▶ GOAL OF THE EXERCISE:
For this exercise, retype each line of the material below verbatim and omit any picture.

▶ RECORDS SHOWN:

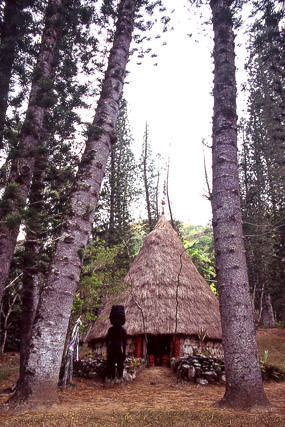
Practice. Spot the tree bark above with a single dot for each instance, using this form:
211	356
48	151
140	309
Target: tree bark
8	37
22	168
146	186
39	383
244	388
32	248
267	313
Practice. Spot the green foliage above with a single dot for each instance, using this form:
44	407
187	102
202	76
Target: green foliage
199	244
13	221
101	276
261	160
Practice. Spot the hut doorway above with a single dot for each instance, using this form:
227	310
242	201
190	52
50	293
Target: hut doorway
158	349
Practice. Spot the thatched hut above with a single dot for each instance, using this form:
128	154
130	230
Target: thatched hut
170	309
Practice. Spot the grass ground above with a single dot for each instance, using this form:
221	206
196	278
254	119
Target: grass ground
153	399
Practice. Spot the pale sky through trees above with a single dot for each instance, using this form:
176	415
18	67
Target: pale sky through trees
175	99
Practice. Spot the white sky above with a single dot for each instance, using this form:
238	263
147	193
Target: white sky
175	99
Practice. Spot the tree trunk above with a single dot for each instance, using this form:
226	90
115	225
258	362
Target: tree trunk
32	249
39	383
244	388
146	187
8	37
22	168
267	313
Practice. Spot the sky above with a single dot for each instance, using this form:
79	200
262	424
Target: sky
175	99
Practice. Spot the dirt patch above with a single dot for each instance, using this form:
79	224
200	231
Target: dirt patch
154	398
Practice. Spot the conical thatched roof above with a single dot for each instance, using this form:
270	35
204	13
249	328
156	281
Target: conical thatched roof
173	296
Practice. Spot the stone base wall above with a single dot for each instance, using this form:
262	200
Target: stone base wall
100	349
189	346
200	369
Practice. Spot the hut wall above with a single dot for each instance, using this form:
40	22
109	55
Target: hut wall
99	347
190	345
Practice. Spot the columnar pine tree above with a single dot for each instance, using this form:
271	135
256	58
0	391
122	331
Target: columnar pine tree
41	99
244	388
262	162
150	181
39	382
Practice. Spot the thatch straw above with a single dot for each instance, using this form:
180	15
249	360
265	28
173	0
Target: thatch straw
172	294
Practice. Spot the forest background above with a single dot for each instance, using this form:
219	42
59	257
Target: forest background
130	182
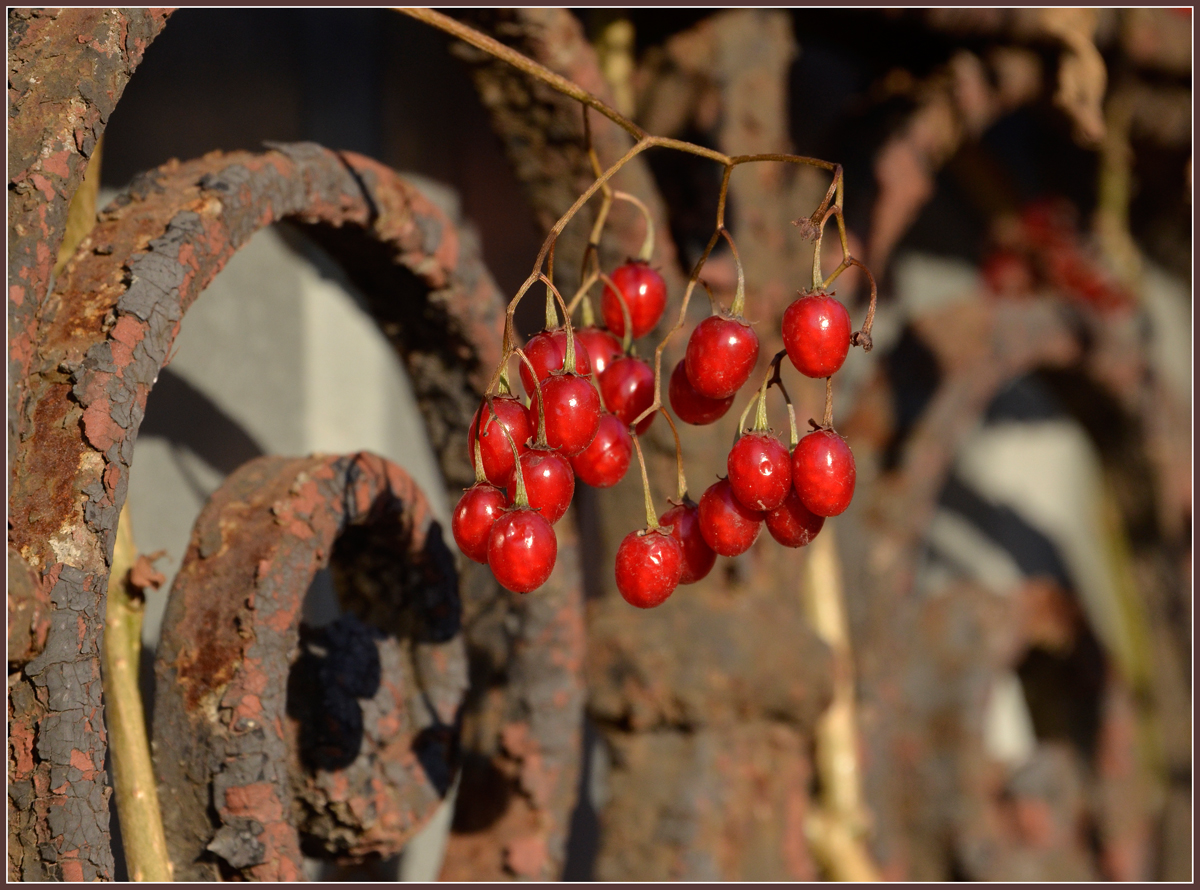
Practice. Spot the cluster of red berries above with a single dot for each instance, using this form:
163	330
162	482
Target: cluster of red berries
586	394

▶ ANSWER FOR THE TASK:
Practice. Spot the tree bark above with a single dot for each instance, using this form:
211	356
48	151
140	309
Target: tree bark
8	37
22	168
146	186
39	383
244	388
32	248
267	313
Practice. Spot the green foliage above with a single dot for each instance, using this form:
44	407
187	102
202	76
Target: green foliage
199	244
13	221
101	276
261	160
Practice. Spot the hut doorway above with a single dot for each instance, using this form:
227	310
242	201
190	52
50	293
Target: hut doorway
158	349
Practice. Spot the thatched hut above with a single dot for each instance, using this form:
128	154
130	230
Target: thatched hut
170	309
Practice. Spot the grass ground above with a single dot for each instance, using this form:
221	206
196	278
254	119
Target: grass ground
153	399
Practice. Spot the pale sky through trees above with a single dot for each instance, using this form:
176	415
18	67
Target: pale sky through trees
175	99
Practice. Spot the white sky above with a single dot for each instance, using this form:
238	263
147	193
Target: white sky
175	99
Practice. Spot the tree trunk above with a single dot for each instance, using this form:
226	90
115	225
258	362
Target: tree trunk
32	249
39	383
244	388
146	187
8	37
22	168
267	313
Practice. Spot the sky above with a single dot for each instance, using this form:
79	200
262	424
Target: sky
175	99
Practice. Spot the dirt patch above with a single dot for each instance, using this form:
79	224
200	231
Target: dirt patch
154	398
Practice. Spot the conical thatched roof above with a single dot for each instance, using this form:
270	35
204	13
249	328
156	281
Target: conical thatched roof
173	296
Practice. Spot the stone base wall above with a single dot for each instance, using this form:
262	200
Target: stone base wall
100	349
189	346
200	369
Practice. Spot the hut wall above with a single dot for each instance, using this form:
40	22
109	55
Target: hut wall
99	347
190	345
Practice. Spot the columnar pine tree above with a single dot for each instance, using this form:
271	135
256	58
0	391
122	331
Target: columnar pine tree
41	99
244	388
262	162
150	181
39	382
Practice. Spot the thatch straw above with a single dot for each instance, using this form:
180	15
249	360
265	28
173	0
Target: thatch straw
172	294
Practice. Spot the forest background above with a single dot for each instance, using this form:
219	42
59	257
Target: forest background
130	182
Practice. Spot the cluster of red berries above with a single dot for each instance, using this form:
163	330
162	482
Target: cluster of red berries
586	394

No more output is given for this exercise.